--- Material for the task ---
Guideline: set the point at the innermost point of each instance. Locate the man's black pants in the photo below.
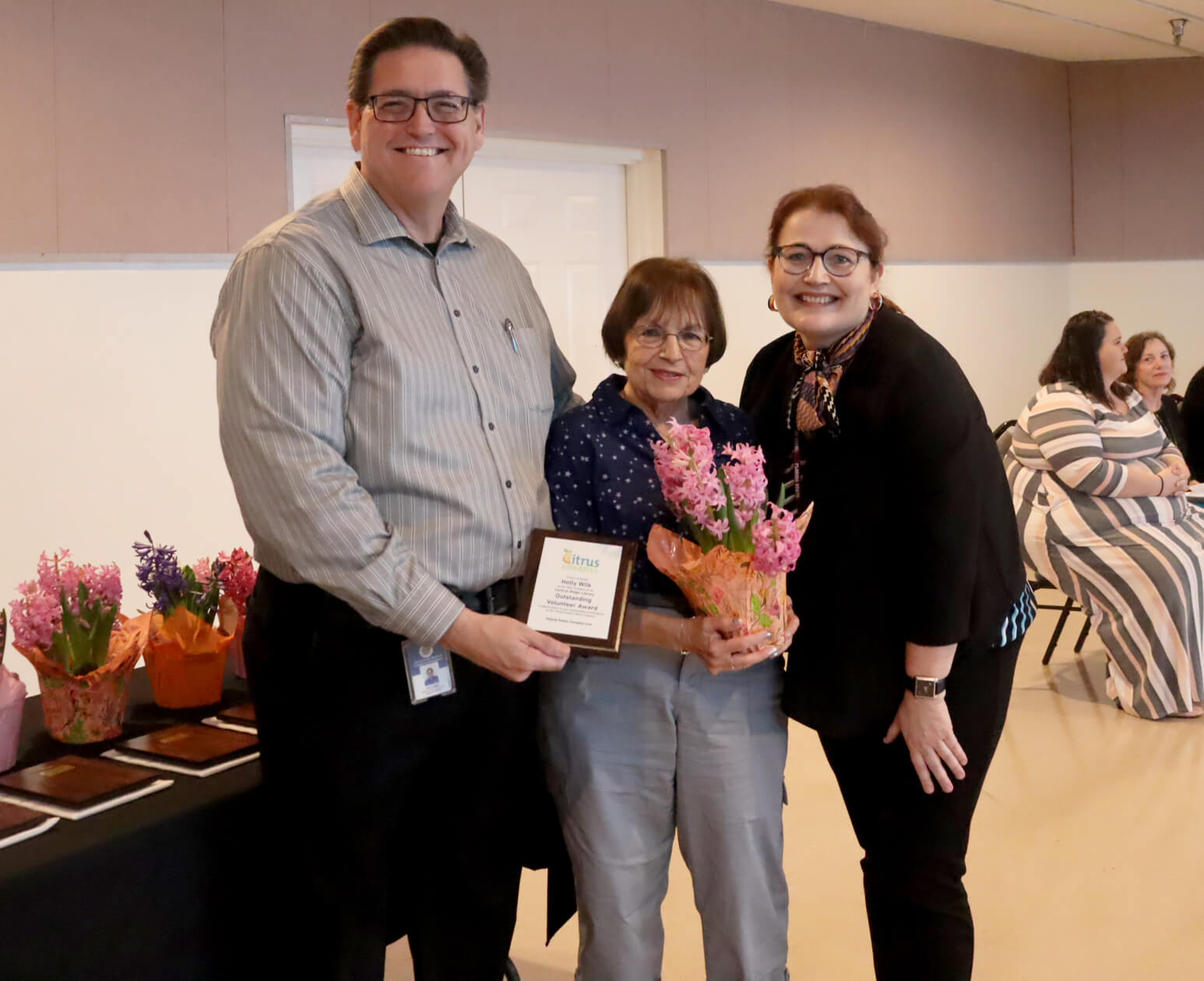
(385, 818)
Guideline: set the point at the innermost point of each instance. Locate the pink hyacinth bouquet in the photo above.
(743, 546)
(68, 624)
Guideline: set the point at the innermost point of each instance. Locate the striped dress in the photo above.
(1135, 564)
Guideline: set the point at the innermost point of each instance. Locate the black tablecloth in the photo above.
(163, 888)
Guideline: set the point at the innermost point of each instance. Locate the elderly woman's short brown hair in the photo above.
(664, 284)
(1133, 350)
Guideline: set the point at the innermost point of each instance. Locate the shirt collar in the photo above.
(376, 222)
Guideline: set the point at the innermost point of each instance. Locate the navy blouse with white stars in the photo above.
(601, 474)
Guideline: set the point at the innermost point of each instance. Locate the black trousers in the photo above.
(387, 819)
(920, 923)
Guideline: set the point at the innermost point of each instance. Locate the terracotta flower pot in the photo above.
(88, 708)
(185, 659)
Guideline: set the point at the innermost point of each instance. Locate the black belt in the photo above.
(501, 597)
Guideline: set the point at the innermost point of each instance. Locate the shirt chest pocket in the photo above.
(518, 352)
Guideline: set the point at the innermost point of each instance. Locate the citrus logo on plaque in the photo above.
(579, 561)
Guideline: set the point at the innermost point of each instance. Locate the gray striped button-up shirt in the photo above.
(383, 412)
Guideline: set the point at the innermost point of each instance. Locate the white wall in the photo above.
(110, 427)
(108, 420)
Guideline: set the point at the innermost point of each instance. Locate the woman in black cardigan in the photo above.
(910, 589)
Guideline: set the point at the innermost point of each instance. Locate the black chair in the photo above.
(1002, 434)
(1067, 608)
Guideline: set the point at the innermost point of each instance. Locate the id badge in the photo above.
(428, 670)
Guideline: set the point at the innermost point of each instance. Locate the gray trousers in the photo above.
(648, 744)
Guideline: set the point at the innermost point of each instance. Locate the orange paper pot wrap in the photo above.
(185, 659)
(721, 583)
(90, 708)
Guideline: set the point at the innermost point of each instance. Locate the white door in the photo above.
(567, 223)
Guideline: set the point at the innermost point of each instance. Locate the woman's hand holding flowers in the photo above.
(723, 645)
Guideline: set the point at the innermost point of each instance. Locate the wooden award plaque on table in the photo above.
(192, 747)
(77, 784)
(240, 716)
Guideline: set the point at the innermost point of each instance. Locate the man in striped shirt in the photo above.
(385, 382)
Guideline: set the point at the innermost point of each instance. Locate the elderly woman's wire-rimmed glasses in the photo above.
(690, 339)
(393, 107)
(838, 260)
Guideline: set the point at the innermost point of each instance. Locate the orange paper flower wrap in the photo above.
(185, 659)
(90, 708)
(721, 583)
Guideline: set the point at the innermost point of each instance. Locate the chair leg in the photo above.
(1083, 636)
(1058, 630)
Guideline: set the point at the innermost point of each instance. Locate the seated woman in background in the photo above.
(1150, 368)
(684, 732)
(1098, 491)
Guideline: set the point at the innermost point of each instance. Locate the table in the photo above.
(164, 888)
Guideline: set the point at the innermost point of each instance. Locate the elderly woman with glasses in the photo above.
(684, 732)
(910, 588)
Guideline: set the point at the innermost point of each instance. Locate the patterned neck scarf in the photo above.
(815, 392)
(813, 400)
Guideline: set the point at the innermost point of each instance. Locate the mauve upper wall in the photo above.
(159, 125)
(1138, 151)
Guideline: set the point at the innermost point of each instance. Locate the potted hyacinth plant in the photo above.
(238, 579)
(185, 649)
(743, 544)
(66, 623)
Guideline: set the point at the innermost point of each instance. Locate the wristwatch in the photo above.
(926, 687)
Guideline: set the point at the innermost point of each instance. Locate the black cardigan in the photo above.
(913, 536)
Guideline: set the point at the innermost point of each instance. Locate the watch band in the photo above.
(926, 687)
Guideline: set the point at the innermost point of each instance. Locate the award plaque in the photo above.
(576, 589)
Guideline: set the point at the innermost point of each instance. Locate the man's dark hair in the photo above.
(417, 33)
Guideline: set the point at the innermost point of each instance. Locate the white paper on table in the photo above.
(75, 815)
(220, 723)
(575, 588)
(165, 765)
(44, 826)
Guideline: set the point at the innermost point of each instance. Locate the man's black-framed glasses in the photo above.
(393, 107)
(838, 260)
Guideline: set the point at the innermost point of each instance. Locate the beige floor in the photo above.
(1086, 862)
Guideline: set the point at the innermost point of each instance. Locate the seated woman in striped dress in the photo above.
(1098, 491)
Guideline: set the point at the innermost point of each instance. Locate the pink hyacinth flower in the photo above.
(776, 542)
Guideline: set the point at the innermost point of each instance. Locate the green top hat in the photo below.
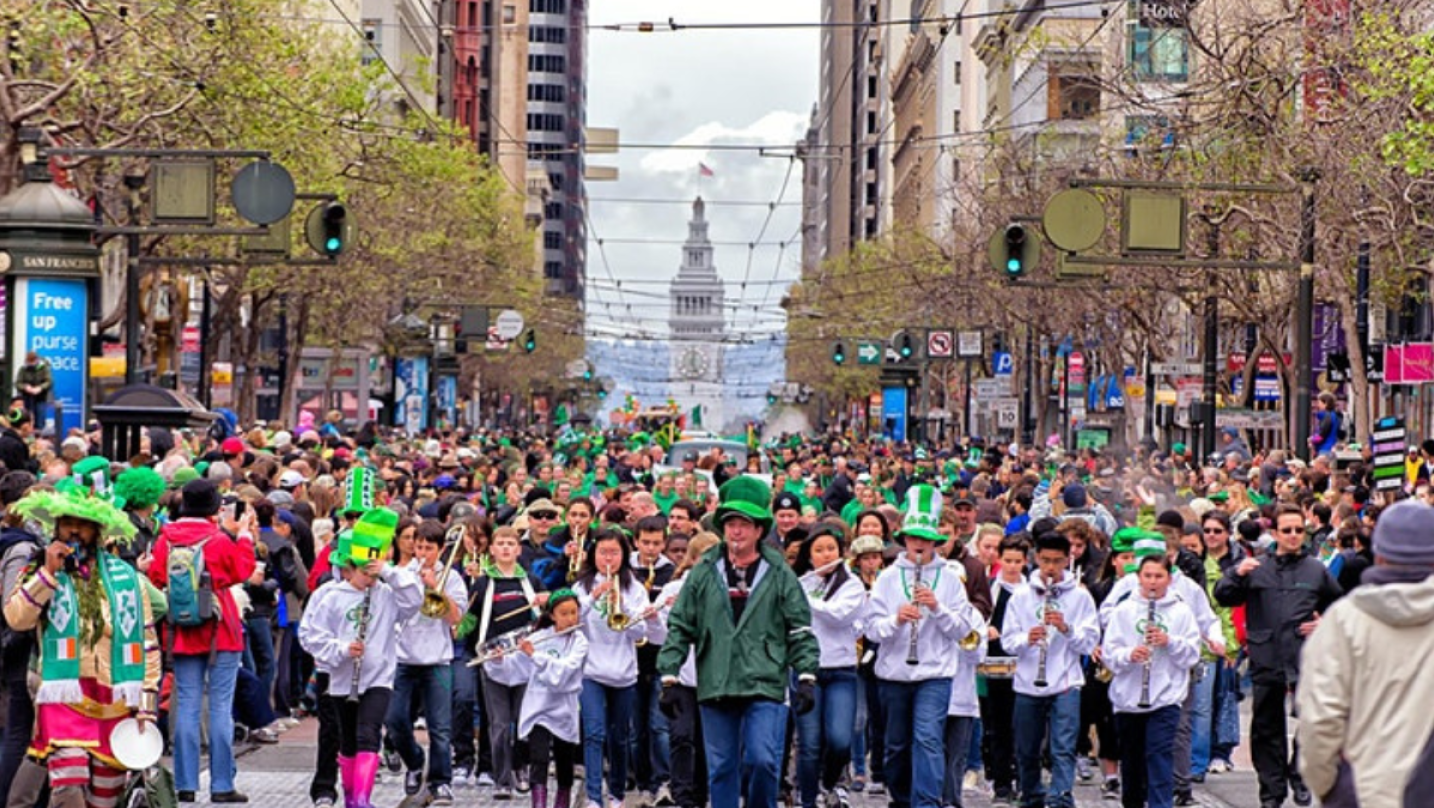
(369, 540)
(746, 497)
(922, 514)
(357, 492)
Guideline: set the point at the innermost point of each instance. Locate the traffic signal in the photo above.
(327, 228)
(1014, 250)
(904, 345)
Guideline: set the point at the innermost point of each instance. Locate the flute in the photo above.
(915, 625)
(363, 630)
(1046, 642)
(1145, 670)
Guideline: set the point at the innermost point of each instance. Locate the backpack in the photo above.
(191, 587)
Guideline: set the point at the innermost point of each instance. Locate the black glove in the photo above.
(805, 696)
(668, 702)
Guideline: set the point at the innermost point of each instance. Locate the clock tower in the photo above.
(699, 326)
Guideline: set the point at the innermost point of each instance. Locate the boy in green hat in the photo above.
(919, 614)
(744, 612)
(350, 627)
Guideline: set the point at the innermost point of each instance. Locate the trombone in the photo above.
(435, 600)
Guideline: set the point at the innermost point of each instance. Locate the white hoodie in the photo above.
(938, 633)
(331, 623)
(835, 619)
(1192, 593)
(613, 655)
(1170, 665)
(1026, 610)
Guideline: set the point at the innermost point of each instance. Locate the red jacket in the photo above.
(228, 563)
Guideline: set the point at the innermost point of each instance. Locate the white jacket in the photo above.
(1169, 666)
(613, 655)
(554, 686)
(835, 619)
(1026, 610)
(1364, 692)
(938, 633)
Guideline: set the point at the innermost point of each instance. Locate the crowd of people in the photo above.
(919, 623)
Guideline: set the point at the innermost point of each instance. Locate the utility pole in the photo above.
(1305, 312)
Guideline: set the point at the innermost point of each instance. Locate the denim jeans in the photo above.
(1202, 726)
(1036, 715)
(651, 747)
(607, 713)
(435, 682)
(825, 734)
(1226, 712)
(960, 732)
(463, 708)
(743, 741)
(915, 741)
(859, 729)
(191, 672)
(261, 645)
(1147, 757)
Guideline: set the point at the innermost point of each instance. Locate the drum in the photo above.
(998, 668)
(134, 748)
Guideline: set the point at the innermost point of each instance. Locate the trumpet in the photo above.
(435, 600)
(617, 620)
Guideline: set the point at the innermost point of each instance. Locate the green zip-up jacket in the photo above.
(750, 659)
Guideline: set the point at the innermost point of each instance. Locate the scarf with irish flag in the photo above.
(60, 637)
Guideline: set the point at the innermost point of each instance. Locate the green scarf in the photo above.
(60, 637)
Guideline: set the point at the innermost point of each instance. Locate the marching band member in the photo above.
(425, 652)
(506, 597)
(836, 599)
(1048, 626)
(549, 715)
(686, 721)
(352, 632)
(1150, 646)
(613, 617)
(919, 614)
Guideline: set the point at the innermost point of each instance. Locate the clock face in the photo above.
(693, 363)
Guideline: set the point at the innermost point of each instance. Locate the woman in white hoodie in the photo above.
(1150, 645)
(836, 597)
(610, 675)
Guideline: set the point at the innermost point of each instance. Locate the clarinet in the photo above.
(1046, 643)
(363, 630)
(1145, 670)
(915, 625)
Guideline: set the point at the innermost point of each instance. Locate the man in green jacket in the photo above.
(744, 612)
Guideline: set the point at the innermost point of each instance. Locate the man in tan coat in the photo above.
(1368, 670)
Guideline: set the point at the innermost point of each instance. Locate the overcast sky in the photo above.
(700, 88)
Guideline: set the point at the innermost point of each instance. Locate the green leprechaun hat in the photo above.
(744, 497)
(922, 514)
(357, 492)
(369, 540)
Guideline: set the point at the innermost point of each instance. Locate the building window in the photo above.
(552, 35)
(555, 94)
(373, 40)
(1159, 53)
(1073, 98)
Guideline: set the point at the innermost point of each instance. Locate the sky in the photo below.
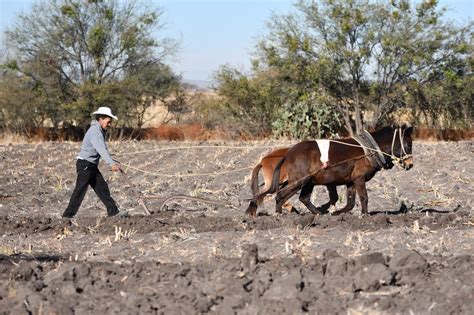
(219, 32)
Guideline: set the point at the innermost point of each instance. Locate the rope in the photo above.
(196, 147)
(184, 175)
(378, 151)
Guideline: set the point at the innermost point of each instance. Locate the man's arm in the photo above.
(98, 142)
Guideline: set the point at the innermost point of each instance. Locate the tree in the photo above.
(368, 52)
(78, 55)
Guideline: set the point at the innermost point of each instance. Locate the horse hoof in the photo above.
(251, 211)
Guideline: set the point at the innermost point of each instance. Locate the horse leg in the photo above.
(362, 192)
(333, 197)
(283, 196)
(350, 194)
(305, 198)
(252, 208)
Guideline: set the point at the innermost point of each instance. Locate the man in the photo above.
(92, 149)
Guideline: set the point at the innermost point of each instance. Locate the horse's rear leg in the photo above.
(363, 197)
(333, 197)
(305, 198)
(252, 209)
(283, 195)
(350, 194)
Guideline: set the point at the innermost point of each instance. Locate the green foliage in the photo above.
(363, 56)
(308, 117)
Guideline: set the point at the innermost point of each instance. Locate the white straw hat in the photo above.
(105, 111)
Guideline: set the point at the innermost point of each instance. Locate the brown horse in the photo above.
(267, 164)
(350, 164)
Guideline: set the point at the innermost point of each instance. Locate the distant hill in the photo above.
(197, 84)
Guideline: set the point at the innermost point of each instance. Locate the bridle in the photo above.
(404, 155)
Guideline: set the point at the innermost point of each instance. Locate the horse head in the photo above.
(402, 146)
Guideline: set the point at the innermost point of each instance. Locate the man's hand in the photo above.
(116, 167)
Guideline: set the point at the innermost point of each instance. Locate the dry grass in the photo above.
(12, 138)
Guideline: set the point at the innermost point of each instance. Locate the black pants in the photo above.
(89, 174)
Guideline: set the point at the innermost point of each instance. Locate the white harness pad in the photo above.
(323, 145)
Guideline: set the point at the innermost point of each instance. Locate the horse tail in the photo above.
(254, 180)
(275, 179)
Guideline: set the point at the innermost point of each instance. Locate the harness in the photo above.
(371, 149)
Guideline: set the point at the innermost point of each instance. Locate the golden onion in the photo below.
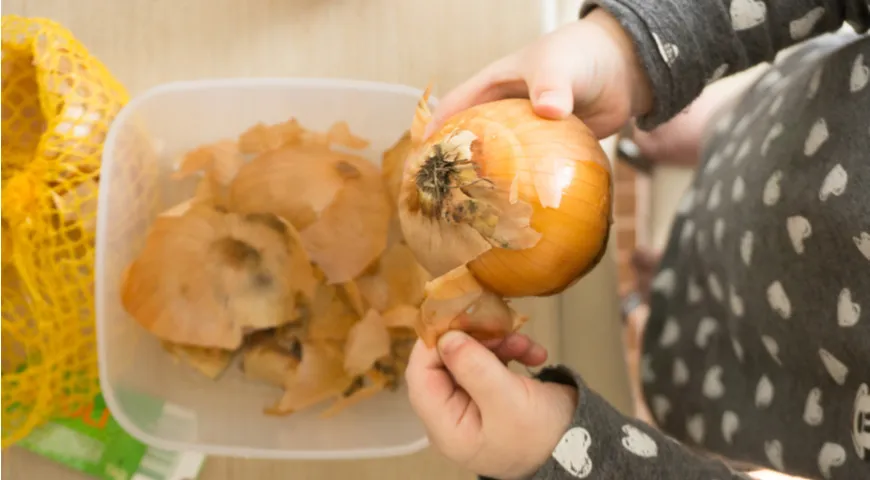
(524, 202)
---
(Required task): Write out, word for word, the rows above that begin with the line containing "white wall in the photo above." and end with the line containing "(1067, 608)". Include both of those lines.

(Exercise solution):
Guideline: set the point at the innermost point of each instance. Locate the white wall in the photo above.
(110, 427)
(108, 420)
Guideline: set the point at the innermost point of each instance. Locate the woman in black cardigan in the photo above.
(910, 589)
Guideline: set the point at the innermost point of each instance. Locate the black chair in the photo above.
(1002, 434)
(1067, 608)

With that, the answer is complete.